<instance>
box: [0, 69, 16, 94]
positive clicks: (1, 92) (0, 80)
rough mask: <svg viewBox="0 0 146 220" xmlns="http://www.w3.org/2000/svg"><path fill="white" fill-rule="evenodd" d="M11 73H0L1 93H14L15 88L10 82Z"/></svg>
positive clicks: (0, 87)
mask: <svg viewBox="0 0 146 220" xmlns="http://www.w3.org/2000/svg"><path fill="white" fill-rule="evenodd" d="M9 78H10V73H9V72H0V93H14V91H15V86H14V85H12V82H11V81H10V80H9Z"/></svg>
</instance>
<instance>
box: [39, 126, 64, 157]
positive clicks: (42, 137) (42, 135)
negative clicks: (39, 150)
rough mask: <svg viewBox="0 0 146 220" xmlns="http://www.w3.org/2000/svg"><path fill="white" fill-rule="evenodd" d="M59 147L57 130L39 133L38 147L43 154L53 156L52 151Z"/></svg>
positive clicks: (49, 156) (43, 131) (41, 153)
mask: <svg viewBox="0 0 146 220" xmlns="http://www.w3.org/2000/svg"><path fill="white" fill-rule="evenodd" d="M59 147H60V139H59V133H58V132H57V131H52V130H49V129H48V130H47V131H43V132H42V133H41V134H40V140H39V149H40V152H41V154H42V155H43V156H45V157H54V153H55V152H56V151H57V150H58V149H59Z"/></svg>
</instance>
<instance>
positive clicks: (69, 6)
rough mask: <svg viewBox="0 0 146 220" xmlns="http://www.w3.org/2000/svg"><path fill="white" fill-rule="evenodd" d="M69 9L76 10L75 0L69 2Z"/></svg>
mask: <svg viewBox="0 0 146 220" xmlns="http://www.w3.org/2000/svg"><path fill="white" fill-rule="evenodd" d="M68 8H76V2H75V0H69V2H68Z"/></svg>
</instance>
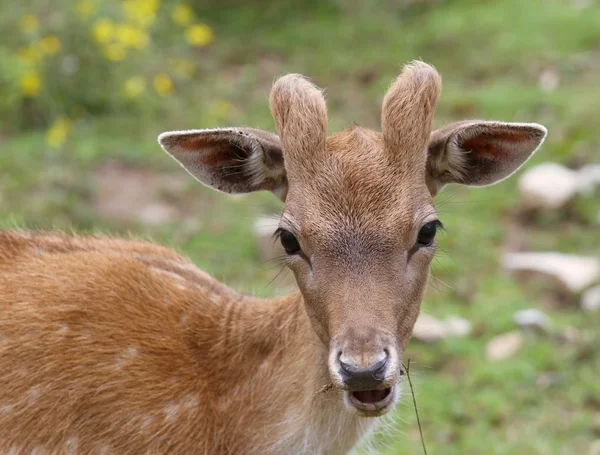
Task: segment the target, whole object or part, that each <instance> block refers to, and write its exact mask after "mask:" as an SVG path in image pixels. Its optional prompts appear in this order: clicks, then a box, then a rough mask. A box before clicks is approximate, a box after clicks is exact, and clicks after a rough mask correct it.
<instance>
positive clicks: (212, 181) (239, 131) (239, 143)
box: [158, 128, 287, 200]
mask: <svg viewBox="0 0 600 455" xmlns="http://www.w3.org/2000/svg"><path fill="white" fill-rule="evenodd" d="M158 142H159V143H160V145H161V147H162V148H163V150H164V151H165V152H167V153H168V154H169V155H170V156H172V157H173V158H174V159H175V160H176V161H178V162H179V164H181V165H182V166H183V167H184V168H185V169H186V170H187V171H188V172H189V173H190V174H191V175H192V176H193V177H194V178H196V179H197V180H198V181H200V182H201V183H203V184H204V185H207V186H210V187H212V188H214V189H216V190H219V191H223V192H225V193H249V192H252V191H259V190H269V191H272V192H273V193H275V195H276V196H277V197H279V198H280V199H282V200H285V196H286V194H287V179H286V174H285V168H284V165H283V153H282V151H281V144H280V141H279V137H277V136H276V135H275V134H272V133H268V132H266V131H262V130H257V129H253V128H218V129H210V130H189V131H171V132H167V133H163V134H161V135H160V136H159V137H158Z"/></svg>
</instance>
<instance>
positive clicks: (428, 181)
mask: <svg viewBox="0 0 600 455" xmlns="http://www.w3.org/2000/svg"><path fill="white" fill-rule="evenodd" d="M546 133H547V131H546V128H544V127H543V126H542V125H538V124H537V123H501V122H484V121H466V122H457V123H452V124H450V125H448V126H446V127H444V128H441V129H439V130H435V131H433V132H432V133H431V136H430V139H429V145H428V158H427V186H428V187H429V190H430V191H431V194H433V195H435V194H437V193H438V192H439V191H440V190H441V189H442V188H443V187H444V186H445V185H446V184H448V183H461V184H463V185H468V186H488V185H493V184H494V183H498V182H500V181H502V180H504V179H505V178H507V177H509V176H510V175H512V174H513V173H514V172H516V171H517V170H518V169H519V168H520V167H521V166H522V165H523V164H524V163H525V162H526V161H527V160H528V159H529V158H530V157H531V156H532V155H533V154H534V153H535V151H536V150H537V149H538V148H539V147H540V145H542V143H543V142H544V139H545V138H546Z"/></svg>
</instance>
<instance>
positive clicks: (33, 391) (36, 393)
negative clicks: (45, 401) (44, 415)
mask: <svg viewBox="0 0 600 455" xmlns="http://www.w3.org/2000/svg"><path fill="white" fill-rule="evenodd" d="M27 396H28V397H29V399H30V400H31V401H36V400H37V399H38V398H39V397H40V388H39V387H38V386H33V387H32V388H31V389H29V391H28V392H27Z"/></svg>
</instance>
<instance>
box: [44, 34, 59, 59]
mask: <svg viewBox="0 0 600 455" xmlns="http://www.w3.org/2000/svg"><path fill="white" fill-rule="evenodd" d="M40 49H41V50H42V52H44V53H46V54H56V53H57V52H58V51H60V40H59V39H58V37H56V36H55V35H47V36H44V37H43V38H42V39H41V40H40Z"/></svg>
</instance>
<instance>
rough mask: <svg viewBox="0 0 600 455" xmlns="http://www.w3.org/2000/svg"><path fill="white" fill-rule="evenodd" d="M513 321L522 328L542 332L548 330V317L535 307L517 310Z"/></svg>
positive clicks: (549, 320) (536, 331)
mask: <svg viewBox="0 0 600 455" xmlns="http://www.w3.org/2000/svg"><path fill="white" fill-rule="evenodd" d="M514 321H515V323H516V324H517V325H518V326H519V327H520V328H521V329H523V330H526V331H534V332H542V333H546V332H548V328H549V325H550V318H549V317H548V316H547V315H546V314H545V313H543V312H542V311H540V310H538V309H537V308H528V309H526V310H521V311H517V312H516V313H515V315H514Z"/></svg>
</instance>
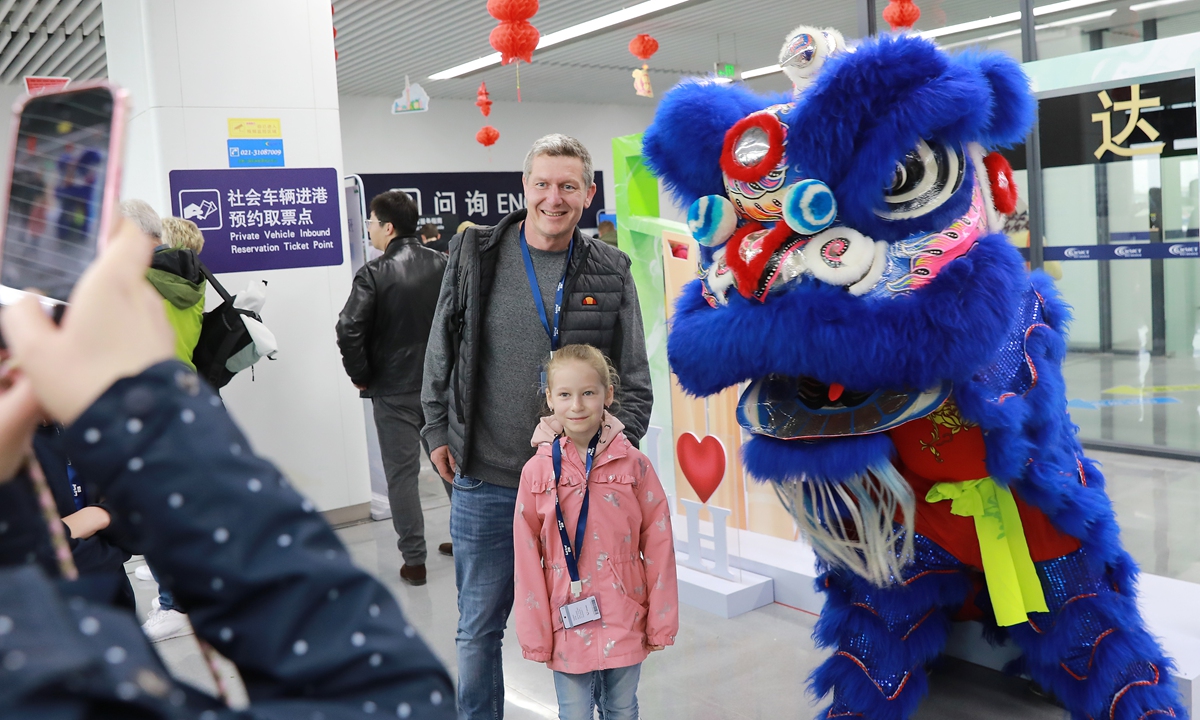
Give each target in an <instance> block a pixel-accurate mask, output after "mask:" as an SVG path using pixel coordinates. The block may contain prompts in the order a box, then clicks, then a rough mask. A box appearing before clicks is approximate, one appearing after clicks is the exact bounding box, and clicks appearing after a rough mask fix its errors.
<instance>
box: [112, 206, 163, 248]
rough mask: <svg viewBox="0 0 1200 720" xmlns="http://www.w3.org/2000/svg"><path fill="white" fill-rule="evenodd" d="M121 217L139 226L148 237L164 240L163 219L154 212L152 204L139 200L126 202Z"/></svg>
mask: <svg viewBox="0 0 1200 720" xmlns="http://www.w3.org/2000/svg"><path fill="white" fill-rule="evenodd" d="M121 215H122V216H125V217H126V218H127V220H130V221H131V222H132V223H133V224H136V226H138V228H140V229H142V232H143V233H145V234H146V235H150V236H151V238H158V239H161V238H162V218H161V217H158V214H157V212H155V211H154V208H151V206H150V203H148V202H145V200H138V199H133V200H125V202H122V203H121Z"/></svg>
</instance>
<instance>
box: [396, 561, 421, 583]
mask: <svg viewBox="0 0 1200 720" xmlns="http://www.w3.org/2000/svg"><path fill="white" fill-rule="evenodd" d="M400 578H401V580H403V581H404V582H407V583H408V584H410V586H419V584H425V564H424V563H422V564H420V565H401V566H400Z"/></svg>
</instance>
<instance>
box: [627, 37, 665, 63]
mask: <svg viewBox="0 0 1200 720" xmlns="http://www.w3.org/2000/svg"><path fill="white" fill-rule="evenodd" d="M629 52H630V53H632V54H634V56H635V58H637V59H638V60H641V61H642V62H646V61H647V60H649V59H650V55H653V54H654V53H658V52H659V41H656V40H654V38H653V37H650V36H649V35H647V34H644V32H642V34H641V35H638V36H637V37H635V38H634V40H631V41H629Z"/></svg>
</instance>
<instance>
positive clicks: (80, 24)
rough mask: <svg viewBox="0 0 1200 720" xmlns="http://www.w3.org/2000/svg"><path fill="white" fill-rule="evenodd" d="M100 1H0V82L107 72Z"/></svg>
mask: <svg viewBox="0 0 1200 720" xmlns="http://www.w3.org/2000/svg"><path fill="white" fill-rule="evenodd" d="M103 36H104V14H103V10H102V8H101V0H0V82H2V83H5V84H14V83H20V79H22V78H23V77H24V76H30V74H37V76H67V77H70V78H72V79H76V80H88V79H92V78H102V77H107V74H108V65H107V61H106V58H104V37H103Z"/></svg>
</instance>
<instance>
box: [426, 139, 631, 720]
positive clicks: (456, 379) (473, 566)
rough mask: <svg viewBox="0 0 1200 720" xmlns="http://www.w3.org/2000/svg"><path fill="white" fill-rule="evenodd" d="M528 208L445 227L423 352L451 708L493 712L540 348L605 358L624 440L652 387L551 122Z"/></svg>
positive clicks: (537, 408) (611, 248) (499, 715)
mask: <svg viewBox="0 0 1200 720" xmlns="http://www.w3.org/2000/svg"><path fill="white" fill-rule="evenodd" d="M522 182H523V185H524V196H526V210H518V211H516V212H514V214H511V215H509V216H508V217H505V218H504V220H502V221H500V222H499V224H497V226H496V227H492V228H487V227H474V228H468V229H466V230H464V232H463V233H462V234H460V235H456V236H455V238H454V239H452V240H451V241H450V262H449V264H448V265H446V274H445V276H444V278H443V281H442V293H440V295H439V298H438V307H437V312H436V314H434V317H433V330H432V332H431V334H430V344H428V349H427V352H426V354H425V383H424V388H422V391H421V404H422V407H424V409H425V420H426V425H425V430H424V431H422V436H424V437H425V440H426V443H427V444H428V446H430V448H431V449H432V452H431V458H432V460H433V464H434V466H436V467H437V469H438V473H440V474H442V476H443V478H444V479H446V480H448V481H452V482H454V487H455V493H454V498H452V502H451V511H450V538H451V540H452V541H454V557H455V577H456V581H457V586H458V632H457V650H458V716H460V718H461V719H466V720H475V719H482V718H487V719H490V720H491V719H494V718H503V716H504V671H503V667H502V664H500V640H502V637H503V636H504V626H505V624H506V623H508V618H509V611H511V608H512V516H514V512H515V509H516V496H517V486H518V485H520V480H521V468H522V467H523V466H524V463H526V461H528V460H529V458H530V457H532V456H533V454H534V449H533V448H532V446H530V444H529V438H530V436H532V434H533V431H534V427H535V426H536V425H538V421H539V418H540V416H541V408H542V407H544V402H545V395H544V394H542V392H541V391H540V385H541V383H540V377H541V368H542V365H544V364H545V361H546V360H547V359H548V358H550V354H551V350H552V349H554V348H558V347H562V346H566V344H571V343H589V344H593V346H595V347H598V348H600V350H601V352H604V354H605V355H607V356H608V358H610V359H611V360H612V362H613V366H614V367H616V368H617V372H618V374H619V377H620V384H619V386H618V390H617V404H616V407H614V410H616V412H614V414H616V415H617V416H618V418H619V419H620V420H622V422H624V424H625V434H626V436H629V439H630V440H632V442H634V443H635V444H636V443H637V442H638V440H641V438H642V436H644V434H646V426H647V422H648V421H649V416H650V404H652V403H653V396H652V391H650V374H649V367H648V364H647V360H646V337H644V335H643V332H642V313H641V310H640V308H638V305H637V292H636V289H635V288H634V280H632V277H631V276H630V274H629V268H630V260H629V257H628V256H625V253H623V252H620V251H619V250H617V248H614V247H610V246H608V245H605V244H604V242H600V241H599V240H594V239H592V238H587V236H584V235H583V234H582V233H580V232H578V229H576V227H575V226H576V224H577V223H578V221H580V217H581V216H582V215H583V210H584V209H586V208H587V206H588V205H589V204H590V203H592V198H593V196H594V194H595V191H596V186H595V184H594V182H593V173H592V156H590V155H589V154H588V151H587V149H586V148H584V146H583V145H582V144H581V143H580V142H578V140H576V139H575V138H570V137H566V136H563V134H550V136H546V137H544V138H541V139H539V140H538V142H535V143H534V144H533V148H532V149H530V150H529V154H528V155H527V156H526V161H524V175H523V179H522Z"/></svg>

* * * *

▶ _WHAT YOU WILL DO_
Transcribe the lines from the start of the records through the line containing "positive clicks: (0, 87)", both ends included, and reproduce them exactly.

▶ _RESULT OF THE TASK_
<instance>
box: [0, 69, 16, 94]
positive clicks: (1, 92) (0, 80)
rough mask: <svg viewBox="0 0 146 220" xmlns="http://www.w3.org/2000/svg"><path fill="white" fill-rule="evenodd" d="M11 73H0L1 93H14L15 88L10 82Z"/></svg>
positive clicks: (0, 87)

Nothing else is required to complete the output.